→ **Task statement**
What you produce should be every line from the data that includes "windshield".

[Referring expression pointing data]
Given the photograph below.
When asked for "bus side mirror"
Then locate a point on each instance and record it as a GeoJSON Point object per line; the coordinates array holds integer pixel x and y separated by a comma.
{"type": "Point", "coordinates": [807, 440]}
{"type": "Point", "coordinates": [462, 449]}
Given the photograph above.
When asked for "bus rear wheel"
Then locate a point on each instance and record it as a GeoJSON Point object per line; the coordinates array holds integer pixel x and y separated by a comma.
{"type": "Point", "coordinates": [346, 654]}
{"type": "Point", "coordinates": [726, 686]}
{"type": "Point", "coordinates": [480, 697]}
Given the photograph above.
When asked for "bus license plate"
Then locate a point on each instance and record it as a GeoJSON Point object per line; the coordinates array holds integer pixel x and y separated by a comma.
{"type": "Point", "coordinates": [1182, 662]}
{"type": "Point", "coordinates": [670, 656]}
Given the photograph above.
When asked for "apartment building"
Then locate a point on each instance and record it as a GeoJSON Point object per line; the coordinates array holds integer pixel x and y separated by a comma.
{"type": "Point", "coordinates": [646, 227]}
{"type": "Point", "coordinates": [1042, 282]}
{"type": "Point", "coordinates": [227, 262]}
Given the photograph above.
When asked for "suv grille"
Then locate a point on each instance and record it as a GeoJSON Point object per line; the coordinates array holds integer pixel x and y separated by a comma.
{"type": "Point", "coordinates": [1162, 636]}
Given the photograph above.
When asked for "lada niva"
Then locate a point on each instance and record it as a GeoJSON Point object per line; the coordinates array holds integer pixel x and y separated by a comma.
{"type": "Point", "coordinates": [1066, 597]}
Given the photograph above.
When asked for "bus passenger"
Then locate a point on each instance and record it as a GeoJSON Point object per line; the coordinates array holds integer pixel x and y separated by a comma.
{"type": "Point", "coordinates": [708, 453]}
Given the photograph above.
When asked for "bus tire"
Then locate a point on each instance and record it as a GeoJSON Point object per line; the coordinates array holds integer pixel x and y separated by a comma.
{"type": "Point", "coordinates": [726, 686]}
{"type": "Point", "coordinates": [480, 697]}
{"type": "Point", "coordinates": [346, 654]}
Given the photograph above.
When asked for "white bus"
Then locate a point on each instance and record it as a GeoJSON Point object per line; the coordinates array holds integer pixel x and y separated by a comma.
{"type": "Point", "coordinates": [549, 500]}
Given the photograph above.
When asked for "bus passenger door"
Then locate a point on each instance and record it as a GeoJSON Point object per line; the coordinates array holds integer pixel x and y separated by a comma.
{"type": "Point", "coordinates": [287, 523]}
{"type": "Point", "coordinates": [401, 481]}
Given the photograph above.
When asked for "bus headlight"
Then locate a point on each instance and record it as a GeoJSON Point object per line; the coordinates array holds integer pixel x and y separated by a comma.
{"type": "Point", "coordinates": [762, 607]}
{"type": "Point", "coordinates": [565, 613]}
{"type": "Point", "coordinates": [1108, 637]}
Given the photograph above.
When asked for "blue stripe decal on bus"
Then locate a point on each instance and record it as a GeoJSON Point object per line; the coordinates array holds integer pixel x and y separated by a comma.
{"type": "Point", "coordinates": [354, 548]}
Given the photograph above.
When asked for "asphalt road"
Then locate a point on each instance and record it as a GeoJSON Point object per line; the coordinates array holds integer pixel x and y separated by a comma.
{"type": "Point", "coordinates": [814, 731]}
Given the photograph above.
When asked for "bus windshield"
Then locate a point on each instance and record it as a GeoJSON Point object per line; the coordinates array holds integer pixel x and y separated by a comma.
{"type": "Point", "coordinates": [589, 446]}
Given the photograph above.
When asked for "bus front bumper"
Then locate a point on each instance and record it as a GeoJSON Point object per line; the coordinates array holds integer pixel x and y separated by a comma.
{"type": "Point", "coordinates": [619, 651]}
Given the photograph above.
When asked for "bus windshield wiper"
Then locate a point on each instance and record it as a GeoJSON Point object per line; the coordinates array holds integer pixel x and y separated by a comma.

→ **Task solution**
When asked for "bus windshield"
When asked for "bus windshield wiper"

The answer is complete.